What you will do –
Emit the entire listing verbatim.
--- begin ---
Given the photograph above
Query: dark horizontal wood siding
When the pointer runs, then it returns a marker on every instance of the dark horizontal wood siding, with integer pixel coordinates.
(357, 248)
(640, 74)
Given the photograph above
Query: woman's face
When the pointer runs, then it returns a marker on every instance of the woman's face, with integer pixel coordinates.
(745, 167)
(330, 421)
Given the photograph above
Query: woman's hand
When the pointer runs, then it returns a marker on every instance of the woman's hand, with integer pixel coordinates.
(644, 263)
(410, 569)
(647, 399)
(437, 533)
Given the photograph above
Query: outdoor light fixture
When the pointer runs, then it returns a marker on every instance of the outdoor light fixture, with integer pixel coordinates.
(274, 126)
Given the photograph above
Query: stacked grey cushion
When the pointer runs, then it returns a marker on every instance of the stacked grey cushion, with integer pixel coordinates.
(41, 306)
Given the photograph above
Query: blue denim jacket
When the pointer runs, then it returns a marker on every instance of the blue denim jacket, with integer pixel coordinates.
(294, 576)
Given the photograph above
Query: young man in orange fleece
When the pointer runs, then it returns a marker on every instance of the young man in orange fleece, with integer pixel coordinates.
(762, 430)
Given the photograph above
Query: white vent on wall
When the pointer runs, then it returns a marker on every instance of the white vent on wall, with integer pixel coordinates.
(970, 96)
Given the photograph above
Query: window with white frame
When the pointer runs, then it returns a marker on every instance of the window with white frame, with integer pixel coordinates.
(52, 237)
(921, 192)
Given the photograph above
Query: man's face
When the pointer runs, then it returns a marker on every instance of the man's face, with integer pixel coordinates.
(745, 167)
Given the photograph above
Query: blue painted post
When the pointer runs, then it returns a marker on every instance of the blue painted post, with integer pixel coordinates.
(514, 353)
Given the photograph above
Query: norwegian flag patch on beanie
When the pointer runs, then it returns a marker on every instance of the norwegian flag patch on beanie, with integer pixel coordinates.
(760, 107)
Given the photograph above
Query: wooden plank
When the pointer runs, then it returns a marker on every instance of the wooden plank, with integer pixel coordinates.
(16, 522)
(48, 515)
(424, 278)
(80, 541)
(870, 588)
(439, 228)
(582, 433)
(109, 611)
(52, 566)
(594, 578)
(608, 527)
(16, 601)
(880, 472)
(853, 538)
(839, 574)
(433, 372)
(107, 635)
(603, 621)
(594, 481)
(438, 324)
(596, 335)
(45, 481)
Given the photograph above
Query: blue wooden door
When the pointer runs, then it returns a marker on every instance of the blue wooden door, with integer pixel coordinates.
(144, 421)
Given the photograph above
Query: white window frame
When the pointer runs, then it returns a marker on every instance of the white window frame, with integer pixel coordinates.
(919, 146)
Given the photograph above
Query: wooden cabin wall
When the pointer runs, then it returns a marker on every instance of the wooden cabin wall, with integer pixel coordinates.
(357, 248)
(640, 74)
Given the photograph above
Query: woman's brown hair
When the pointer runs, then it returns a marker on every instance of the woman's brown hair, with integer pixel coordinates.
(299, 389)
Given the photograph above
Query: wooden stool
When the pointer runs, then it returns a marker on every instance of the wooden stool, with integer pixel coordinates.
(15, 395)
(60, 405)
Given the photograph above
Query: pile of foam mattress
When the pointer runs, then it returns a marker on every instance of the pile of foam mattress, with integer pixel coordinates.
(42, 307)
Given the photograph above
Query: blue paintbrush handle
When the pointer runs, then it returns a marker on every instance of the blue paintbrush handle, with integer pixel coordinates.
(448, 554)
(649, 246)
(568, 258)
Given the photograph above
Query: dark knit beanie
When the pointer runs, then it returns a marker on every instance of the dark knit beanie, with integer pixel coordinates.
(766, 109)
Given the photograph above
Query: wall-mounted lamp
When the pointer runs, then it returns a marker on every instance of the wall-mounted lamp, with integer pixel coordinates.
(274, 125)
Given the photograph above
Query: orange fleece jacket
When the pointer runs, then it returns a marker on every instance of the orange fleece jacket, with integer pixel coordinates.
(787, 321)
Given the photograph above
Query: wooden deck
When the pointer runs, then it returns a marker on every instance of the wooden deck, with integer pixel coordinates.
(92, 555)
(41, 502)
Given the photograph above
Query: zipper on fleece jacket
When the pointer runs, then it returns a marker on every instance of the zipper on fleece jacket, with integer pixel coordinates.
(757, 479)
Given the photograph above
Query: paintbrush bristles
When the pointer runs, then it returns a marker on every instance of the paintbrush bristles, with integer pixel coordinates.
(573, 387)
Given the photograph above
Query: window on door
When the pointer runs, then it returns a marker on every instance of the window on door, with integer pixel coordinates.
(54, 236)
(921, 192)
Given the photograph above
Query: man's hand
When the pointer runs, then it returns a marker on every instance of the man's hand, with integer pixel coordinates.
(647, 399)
--- end ---
Output below –
Given the photograph above
Query: dark horizontal wood siding
When the pointer runs, then it returns a marker on every instance of the dark horizontal wood siding, with integer pixel coordinates.
(357, 248)
(640, 74)
Given the photograph above
Query: woman's face
When the pointer runs, then it returns a marker on every instance of the woman's face, with integer pixel coordinates.
(745, 167)
(330, 421)
Given the photograph above
Query: woman's hand
When the pointer runs, then it returns a marker on every instance of the woman's hand, with integer pixel coordinates.
(644, 263)
(410, 569)
(647, 399)
(437, 533)
Given the photograph above
Query: outdoor light fixture
When the pointer runs, then it returns a marker on every instance of the outdoor light fixture, with integer pixel coordinates.
(274, 126)
Given the photograph above
Query: stacked grey cushion
When the pointer runs, then it returns a marker on every instance of the stacked grey cushion, with integer pixel coordinates.
(41, 306)
Given the photograph above
Query: blue denim jacket
When the pointer runs, then it returns a marker on every instance of the blue denim jacket, with integer pixel coordinates.
(294, 576)
Given the photograph above
Query: young man in orange fleece
When the pointer runs, then it returns a marker on every instance of the young man in orange fleece, with integer pixel coordinates.
(762, 430)
Given the photograph above
Query: white vent on wall
When the pointer runs, then it returns a marker on every instance of the white vent on wall, with integer pixel coordinates.
(970, 96)
Given the photograph above
Query: window with white frame
When the pointer runs, then it returns a marker on every instance of the window with white frame, with integer pixel coordinates.
(52, 237)
(921, 192)
Given the photograph above
Query: man's face
When the pointer runs, then it returns a marker on every instance of the man's face, with integer pixel coordinates.
(745, 167)
Given the photograph above
Query: blue painted post
When the pointer runs, then it returns a marker on every instance of the blue painted post, with integer pixel coordinates.
(514, 353)
Given the photograph above
Query: norwegian flag patch on beanie
When the pointer runs, then it returns a marker on every instance of the norwegian flag patch on beanie, with integer pixel coordinates.
(760, 107)
Given the photograph above
Query: wooden plank
When the pointer runs, then it returns a marker on every instance of the wooden plank, with integer pixel coordinates.
(16, 522)
(48, 515)
(424, 278)
(80, 541)
(870, 588)
(439, 228)
(582, 433)
(109, 611)
(52, 566)
(594, 578)
(608, 527)
(16, 601)
(880, 472)
(853, 538)
(839, 574)
(433, 372)
(107, 635)
(603, 621)
(594, 481)
(438, 324)
(596, 335)
(45, 481)
Given the photograph above
Query: blue wooden door
When the pointer runs, then it returns a marker on every instance of the blue wooden door, with integer pixel coordinates.
(144, 421)
Given the photograph above
Query: white window frame
When the pointer runs, then it returns a marker on every instance of the white window frame, with integer pixel coordinates.
(919, 146)
Given the photograph above
Query: wooden cabin wall
When the pointer runs, then it returns a marker on every instance of the wooden cabin wall, with integer pixel coordinates.
(357, 248)
(640, 74)
Given the photograph above
Query: woman's brown hair
When the pointer runs, then it returns a marker on every instance of the woman's brown hair, with integer pixel coordinates.
(299, 389)
Given the photograph above
Query: wooden stool
When the pointer runs, then it returns a marker on every instance of the wooden stool, with integer pixel coordinates.
(15, 395)
(60, 405)
Given the photograph above
Query: pile of foam mattress
When the pointer runs, then it returns a marker on every instance of the pile of foam mattress, with integer pixel coordinates.
(42, 307)
Given the photograph above
Query: blue paintbrush handle
When the pointer runs, then it returns a marker on every instance of the blue paintbrush handle, with integer pixel coordinates.
(448, 554)
(649, 246)
(568, 258)
Given the photograph above
Query: dark knit beanie
When the pointer runs, then it returns a marker on every instance of the dark knit beanie, with integer pixel coordinates.
(766, 109)
Given the photograph above
Query: wall-mounted lamp
When the pointer runs, then it returns a marker on every instance of the wall-mounted lamp, with integer pixel coordinates.
(274, 125)
Given the photograph above
Query: orange fleece jacket
When the pointer runs, then it returns a marker on every instance of the orange fleece jacket, with integer pixel coordinates.
(787, 321)
Given the photograph above
Query: wooden deck
When the pointer runs, then it returns a marker on every instance of the wooden deck, with integer pixel coordinates.
(92, 555)
(41, 502)
Given the photograph above
Query: zipper on fleece jacket
When the pointer runs, then it returns a marker on every instance of the zipper on fleece jacket, with integer pixel coordinates.
(757, 479)
Given the photograph above
Query: paintbrush bristles
When the pointer runs, then it returns a marker on every instance of the paintbrush bristles, with integer pixel coordinates.
(573, 387)
Given the photograph above
Query: window on door
When the pointer runs, then it returns a marker on every instance of the window on door, with integer pixel coordinates.
(54, 236)
(921, 192)
Given the photograph above
Query: man's hand
When the pointer runs, then it returns a marker on every instance of the man's hand, with integer pixel coordinates.
(647, 399)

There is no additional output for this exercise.